And what increased the ridicule was, that one of the company, who slyly overlooked the reader, perceived that the word had been originally mice, and had been altered to rats, as more dignified.

[33] This passage does not appear in the printed work, Dr. Grainger, or some of his friends, it should seem, having become sensible that introducing even rats, in a grave poem, might be liable to banter. He, however, could not bring himself to relinquish the idea: for they are thus, in a still more ludicrous manner, periphrastically exhibited in his poem as it now stands.

“Nor with less waste the whisker’d vermin race
A countless clan despoil the lowland cane.”

[34] Johnson said, that Dr. Grainger was an agreeable man; a man who would do any good that was in his power. His translation of Tibullus, he thought, was very well done; but “The Sugar-Cane, a Poem,” did not please him, for, he exclaimed, “What could he make of a sugar-cane? One might as well write the ‘Parsley-bed, a Poem;’ or ‘The Cabbage-garden, a Poem.” Boswell. “You must then pickle your cabbage with the sal atticum.” Johnson. “You know there is already ’The Hop-Garden, a Poem:’ and, I think, one could say a great deal about cabbage. The poem might begin with the advantages of civilised society over a rude state, exemplified by the Scotch, who had no cabbages till Oliver Cromwell’s soldiers introduced them; and one might thus shew how arts are propagated by conquest, as they were by the Roman arms.” He seemed to be much diverted with the fertility of his own fancy.

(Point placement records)
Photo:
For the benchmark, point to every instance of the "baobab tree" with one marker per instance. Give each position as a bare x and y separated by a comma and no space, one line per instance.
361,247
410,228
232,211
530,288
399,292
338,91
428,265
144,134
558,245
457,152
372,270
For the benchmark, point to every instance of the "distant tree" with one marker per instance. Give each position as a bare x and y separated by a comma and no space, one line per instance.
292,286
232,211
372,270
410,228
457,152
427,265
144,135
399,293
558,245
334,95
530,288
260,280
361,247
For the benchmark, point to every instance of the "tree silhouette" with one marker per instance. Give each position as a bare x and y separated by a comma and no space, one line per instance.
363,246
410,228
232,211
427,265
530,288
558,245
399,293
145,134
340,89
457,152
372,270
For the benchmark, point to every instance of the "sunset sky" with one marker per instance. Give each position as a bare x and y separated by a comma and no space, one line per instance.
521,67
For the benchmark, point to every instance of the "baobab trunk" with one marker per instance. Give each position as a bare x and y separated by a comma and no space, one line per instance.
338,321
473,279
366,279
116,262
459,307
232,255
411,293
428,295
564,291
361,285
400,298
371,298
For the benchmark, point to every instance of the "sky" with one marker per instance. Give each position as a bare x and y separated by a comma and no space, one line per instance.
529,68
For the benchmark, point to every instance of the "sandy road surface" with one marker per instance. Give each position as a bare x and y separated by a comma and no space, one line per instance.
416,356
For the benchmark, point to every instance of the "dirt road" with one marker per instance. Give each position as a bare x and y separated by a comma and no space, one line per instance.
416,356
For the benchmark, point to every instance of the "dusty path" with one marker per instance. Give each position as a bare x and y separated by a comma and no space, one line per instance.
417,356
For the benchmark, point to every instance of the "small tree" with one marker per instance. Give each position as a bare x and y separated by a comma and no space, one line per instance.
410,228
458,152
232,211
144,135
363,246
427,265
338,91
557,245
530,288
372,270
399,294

Your goal —
Copy word for word the part of the excerpt about Dr. Grainger's poem between "[34] Johnson said, that" and "his own fancy.", inclusive.

Exercise response —
[34] Johnson said, that Dr. Grainger was an agreeable man; a man who would do any good that was in his power. His translation of Tibullus, he thought, was very well done; but “The Sugar-Cane, a Poem,” did not please him, for, he exclaimed, “What could he make of a sugar-cane? One might as well write the ‘Parsley-bed, a Poem;’ or ‘The Cabbage-garden, a Poem.” Boswell. “You must then pickle your cabbage with the sal atticum.” Johnson. “You know there is already ’The Hop-Garden, a Poem:’ and, I think, one could say a great deal about cabbage. The poem might begin with the advantages of civilised society over a rude state, exemplified by the Scotch, who had no cabbages till Oliver Cromwell’s soldiers introduced them; and one might thus shew how arts are propagated by conquest, as they were by the Roman arms.” He seemed to be much diverted with the fertility of his own fancy.